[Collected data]
==================================================

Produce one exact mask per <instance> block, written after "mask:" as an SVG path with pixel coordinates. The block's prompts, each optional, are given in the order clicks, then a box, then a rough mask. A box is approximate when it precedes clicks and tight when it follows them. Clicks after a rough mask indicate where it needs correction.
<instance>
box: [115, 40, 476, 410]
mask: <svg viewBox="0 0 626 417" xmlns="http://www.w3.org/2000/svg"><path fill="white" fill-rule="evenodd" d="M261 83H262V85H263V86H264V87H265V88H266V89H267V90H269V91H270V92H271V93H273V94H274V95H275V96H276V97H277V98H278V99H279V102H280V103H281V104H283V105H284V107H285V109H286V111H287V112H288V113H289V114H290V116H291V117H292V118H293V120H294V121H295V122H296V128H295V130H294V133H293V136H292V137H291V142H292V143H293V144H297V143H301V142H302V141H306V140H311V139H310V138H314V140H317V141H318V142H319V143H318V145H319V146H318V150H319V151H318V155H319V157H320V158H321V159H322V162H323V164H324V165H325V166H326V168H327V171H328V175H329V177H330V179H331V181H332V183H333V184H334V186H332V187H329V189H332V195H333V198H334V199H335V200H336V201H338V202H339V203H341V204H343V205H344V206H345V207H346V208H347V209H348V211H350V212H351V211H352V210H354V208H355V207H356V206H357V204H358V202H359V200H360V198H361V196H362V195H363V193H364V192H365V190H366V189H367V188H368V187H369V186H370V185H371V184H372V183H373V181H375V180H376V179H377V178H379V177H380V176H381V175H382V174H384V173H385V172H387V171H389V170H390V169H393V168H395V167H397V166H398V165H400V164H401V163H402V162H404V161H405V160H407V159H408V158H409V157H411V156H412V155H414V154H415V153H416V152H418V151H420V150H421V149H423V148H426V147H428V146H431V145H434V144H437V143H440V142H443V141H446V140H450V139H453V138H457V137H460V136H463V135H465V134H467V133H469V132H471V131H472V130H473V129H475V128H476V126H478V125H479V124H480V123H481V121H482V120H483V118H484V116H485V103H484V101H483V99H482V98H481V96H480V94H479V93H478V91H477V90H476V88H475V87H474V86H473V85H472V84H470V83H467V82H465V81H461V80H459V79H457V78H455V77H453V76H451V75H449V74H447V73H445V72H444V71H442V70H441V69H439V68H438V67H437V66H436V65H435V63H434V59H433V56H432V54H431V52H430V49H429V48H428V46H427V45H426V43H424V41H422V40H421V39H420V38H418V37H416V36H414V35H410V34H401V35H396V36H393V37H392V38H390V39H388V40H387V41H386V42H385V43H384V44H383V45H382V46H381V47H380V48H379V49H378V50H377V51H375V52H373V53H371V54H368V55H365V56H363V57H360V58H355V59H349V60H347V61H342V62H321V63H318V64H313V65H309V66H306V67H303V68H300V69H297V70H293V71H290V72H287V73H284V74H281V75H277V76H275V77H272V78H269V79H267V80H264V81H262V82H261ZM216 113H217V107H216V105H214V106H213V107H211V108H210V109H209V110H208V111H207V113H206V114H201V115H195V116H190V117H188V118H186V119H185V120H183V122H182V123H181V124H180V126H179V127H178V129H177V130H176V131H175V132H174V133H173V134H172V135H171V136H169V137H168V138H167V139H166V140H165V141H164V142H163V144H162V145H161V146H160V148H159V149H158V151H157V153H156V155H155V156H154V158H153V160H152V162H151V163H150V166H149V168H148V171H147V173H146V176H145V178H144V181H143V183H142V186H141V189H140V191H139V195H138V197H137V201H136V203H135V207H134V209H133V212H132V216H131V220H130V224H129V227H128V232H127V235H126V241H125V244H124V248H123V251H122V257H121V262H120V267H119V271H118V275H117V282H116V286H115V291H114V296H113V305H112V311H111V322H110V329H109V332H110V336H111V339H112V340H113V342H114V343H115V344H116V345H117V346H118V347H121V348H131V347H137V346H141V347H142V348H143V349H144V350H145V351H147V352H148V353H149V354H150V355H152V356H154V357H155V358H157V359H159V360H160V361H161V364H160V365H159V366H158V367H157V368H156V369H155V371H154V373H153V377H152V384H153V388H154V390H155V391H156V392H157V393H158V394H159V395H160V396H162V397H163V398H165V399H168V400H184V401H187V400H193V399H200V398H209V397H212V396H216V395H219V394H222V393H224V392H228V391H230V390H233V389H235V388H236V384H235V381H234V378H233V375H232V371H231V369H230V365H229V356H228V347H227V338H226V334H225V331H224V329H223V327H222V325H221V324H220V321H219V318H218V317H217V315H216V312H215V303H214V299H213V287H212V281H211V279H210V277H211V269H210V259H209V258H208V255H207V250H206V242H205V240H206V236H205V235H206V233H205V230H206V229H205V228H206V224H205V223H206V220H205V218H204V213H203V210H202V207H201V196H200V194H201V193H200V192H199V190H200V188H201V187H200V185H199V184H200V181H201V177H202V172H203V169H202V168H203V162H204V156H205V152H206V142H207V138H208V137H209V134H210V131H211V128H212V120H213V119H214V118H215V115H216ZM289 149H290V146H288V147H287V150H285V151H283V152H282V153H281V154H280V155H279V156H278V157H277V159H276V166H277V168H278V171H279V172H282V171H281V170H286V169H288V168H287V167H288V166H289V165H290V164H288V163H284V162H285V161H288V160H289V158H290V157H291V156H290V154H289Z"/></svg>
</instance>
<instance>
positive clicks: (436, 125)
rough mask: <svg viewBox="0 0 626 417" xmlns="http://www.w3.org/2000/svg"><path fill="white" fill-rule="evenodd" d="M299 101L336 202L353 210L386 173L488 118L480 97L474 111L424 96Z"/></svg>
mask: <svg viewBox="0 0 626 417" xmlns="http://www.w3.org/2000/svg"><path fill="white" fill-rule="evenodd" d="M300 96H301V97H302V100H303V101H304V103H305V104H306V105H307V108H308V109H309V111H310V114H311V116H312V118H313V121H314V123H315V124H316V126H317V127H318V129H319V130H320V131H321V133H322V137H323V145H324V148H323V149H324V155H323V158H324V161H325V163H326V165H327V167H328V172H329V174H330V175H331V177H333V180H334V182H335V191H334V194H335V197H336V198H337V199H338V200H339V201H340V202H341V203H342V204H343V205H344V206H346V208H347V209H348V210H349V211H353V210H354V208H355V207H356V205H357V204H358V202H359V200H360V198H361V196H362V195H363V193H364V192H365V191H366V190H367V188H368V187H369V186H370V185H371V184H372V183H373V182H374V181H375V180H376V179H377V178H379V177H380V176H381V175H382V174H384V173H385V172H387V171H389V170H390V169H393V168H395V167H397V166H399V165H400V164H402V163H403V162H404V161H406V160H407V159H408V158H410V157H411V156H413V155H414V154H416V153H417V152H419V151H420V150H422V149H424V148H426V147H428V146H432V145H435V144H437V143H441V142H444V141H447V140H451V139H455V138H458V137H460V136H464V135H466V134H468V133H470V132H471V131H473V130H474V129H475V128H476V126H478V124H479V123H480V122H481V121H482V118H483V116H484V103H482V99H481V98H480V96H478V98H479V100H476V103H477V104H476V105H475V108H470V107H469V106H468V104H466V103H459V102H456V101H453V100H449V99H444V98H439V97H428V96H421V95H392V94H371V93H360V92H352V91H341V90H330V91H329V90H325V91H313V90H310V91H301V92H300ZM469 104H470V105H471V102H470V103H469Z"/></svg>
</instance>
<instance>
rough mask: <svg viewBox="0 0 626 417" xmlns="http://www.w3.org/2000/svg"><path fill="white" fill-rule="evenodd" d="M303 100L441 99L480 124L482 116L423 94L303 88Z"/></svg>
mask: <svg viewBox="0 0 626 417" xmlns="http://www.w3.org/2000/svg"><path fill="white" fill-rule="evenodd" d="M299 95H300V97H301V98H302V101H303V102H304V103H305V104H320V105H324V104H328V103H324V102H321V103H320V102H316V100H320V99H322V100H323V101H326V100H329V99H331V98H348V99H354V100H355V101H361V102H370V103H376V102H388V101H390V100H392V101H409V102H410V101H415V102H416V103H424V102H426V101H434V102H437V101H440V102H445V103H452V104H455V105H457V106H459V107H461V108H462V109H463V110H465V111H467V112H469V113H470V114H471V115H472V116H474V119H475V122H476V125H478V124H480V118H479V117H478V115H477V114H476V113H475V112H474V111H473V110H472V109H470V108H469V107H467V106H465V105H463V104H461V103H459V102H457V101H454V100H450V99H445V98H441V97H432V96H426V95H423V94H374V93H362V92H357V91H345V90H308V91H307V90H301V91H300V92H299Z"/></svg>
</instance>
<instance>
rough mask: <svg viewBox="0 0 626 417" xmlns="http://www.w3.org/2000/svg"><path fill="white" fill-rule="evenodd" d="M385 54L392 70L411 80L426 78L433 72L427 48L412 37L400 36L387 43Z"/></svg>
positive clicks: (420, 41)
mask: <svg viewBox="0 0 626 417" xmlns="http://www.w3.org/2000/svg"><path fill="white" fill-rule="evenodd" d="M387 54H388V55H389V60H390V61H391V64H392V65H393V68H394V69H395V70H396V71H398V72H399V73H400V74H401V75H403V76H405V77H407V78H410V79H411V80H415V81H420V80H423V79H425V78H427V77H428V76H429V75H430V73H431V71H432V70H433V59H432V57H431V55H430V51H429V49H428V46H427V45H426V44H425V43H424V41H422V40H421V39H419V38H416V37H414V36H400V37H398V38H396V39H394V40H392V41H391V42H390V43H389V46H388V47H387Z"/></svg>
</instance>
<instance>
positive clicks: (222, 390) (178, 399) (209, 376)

==================================================

# [What to produce]
Copy nothing except the lines from the one with "54L392 70L411 80L426" through the end of the records; keep each exactly as it appears, first and last included.

# [Answer section]
rough mask: <svg viewBox="0 0 626 417" xmlns="http://www.w3.org/2000/svg"><path fill="white" fill-rule="evenodd" d="M385 54L392 70L411 80L426 78L433 72L427 48L412 37L400 36L387 43Z"/></svg>
positive clicks: (420, 41)
mask: <svg viewBox="0 0 626 417" xmlns="http://www.w3.org/2000/svg"><path fill="white" fill-rule="evenodd" d="M387 54H388V55H389V60H390V61H391V64H392V65H393V68H394V69H395V70H396V71H398V72H399V73H400V74H401V75H403V76H405V77H407V78H410V79H411V80H415V81H420V80H423V79H425V78H427V77H428V76H429V75H430V73H431V71H432V70H433V59H432V57H431V55H430V51H429V49H428V46H427V45H426V44H425V43H424V41H422V40H421V39H419V38H416V37H414V36H400V37H398V38H396V39H394V40H392V41H391V42H390V43H389V46H388V47H387Z"/></svg>
</instance>
<instance>
positive clicks: (222, 390) (178, 399) (209, 376)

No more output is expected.